━━ SUPPLIED RECORDS

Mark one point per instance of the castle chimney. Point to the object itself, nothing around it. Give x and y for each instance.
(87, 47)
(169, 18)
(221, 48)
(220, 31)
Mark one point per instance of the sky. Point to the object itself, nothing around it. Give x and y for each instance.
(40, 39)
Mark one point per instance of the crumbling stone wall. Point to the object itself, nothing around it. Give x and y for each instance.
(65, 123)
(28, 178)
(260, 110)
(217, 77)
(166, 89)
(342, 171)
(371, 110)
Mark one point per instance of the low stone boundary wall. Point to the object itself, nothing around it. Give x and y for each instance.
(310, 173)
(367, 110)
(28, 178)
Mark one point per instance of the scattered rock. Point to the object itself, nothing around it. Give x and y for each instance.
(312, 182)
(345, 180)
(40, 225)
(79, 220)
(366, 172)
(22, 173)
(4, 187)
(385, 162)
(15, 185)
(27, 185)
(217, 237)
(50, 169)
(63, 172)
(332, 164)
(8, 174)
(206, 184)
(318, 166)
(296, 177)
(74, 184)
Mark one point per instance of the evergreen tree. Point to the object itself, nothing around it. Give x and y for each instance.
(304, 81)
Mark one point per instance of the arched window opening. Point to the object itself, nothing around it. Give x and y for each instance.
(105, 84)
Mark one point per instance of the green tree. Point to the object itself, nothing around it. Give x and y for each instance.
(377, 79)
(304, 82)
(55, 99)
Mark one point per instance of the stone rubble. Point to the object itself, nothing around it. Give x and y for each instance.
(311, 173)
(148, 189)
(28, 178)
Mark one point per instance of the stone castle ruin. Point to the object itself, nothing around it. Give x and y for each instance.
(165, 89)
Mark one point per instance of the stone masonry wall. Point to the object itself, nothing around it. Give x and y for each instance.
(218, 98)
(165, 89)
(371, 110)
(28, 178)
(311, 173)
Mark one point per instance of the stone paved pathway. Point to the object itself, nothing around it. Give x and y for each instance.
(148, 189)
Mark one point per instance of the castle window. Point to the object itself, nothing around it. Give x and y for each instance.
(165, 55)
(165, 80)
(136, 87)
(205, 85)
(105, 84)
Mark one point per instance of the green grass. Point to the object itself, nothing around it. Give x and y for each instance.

━━━━
━━ SUPPLIED RECORDS

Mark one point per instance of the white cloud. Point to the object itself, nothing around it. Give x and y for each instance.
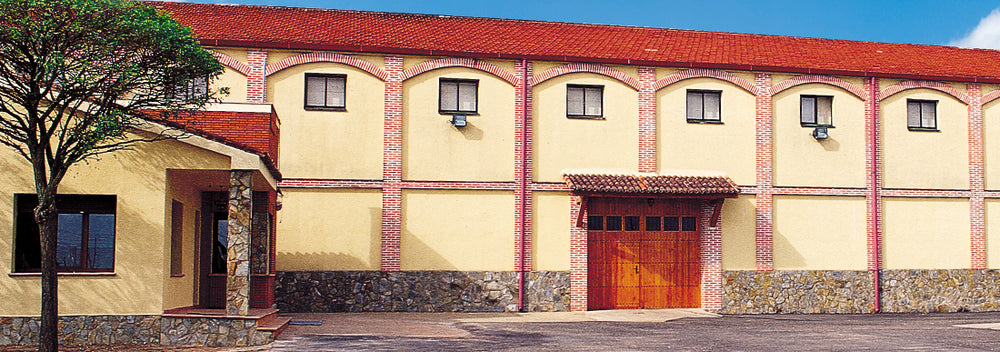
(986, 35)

━━━━
━━ SUPPLIED RECORDS

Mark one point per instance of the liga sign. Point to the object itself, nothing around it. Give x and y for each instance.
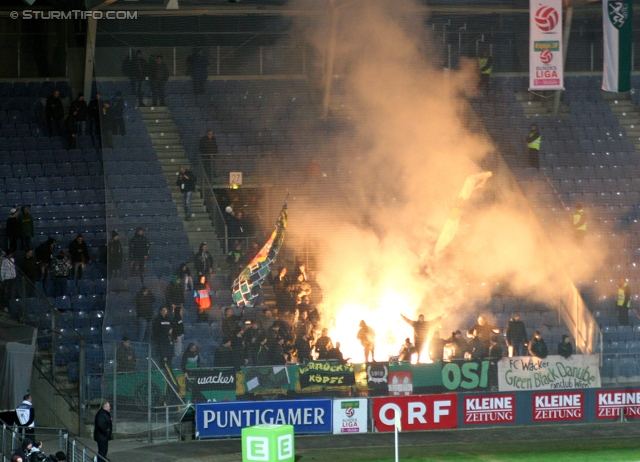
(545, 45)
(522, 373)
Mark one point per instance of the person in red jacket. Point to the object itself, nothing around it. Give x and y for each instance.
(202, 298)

━━━━

The output should be exactly the lines above from the line containing "Mark one point per instance of the stone rubble." to the line containing "Mark one point per instance of the green grass.", inclusive, with no other lines.

■ **RESULT OF THIS TASK**
Mark one point per instance of the stone rubble. Point to the object itself, nothing around it. Give x and y for each instance.
(311, 173)
(148, 189)
(28, 178)
Mark one point per instance of the stone castle ruin. Point to the object itself, nothing around it. Give x and y for each instance.
(165, 89)
Mark one point per instance of the stone masonry wall. Point to the object itself, nothing around it. Give x and y for each instance.
(218, 98)
(165, 89)
(371, 110)
(28, 178)
(311, 173)
Mark one point per instance of the stone paved pathway. Point to the object itself, nothing around it. Give x and y for each instance.
(148, 189)
Mark one point per instance of the castle window. Point to the object itself, nothing around it. Give x and y for each instance.
(165, 55)
(165, 80)
(136, 87)
(205, 85)
(105, 84)
Mark one point per instance of the green grass. Point to the object itself, nothing around it. Give x and y for each instance.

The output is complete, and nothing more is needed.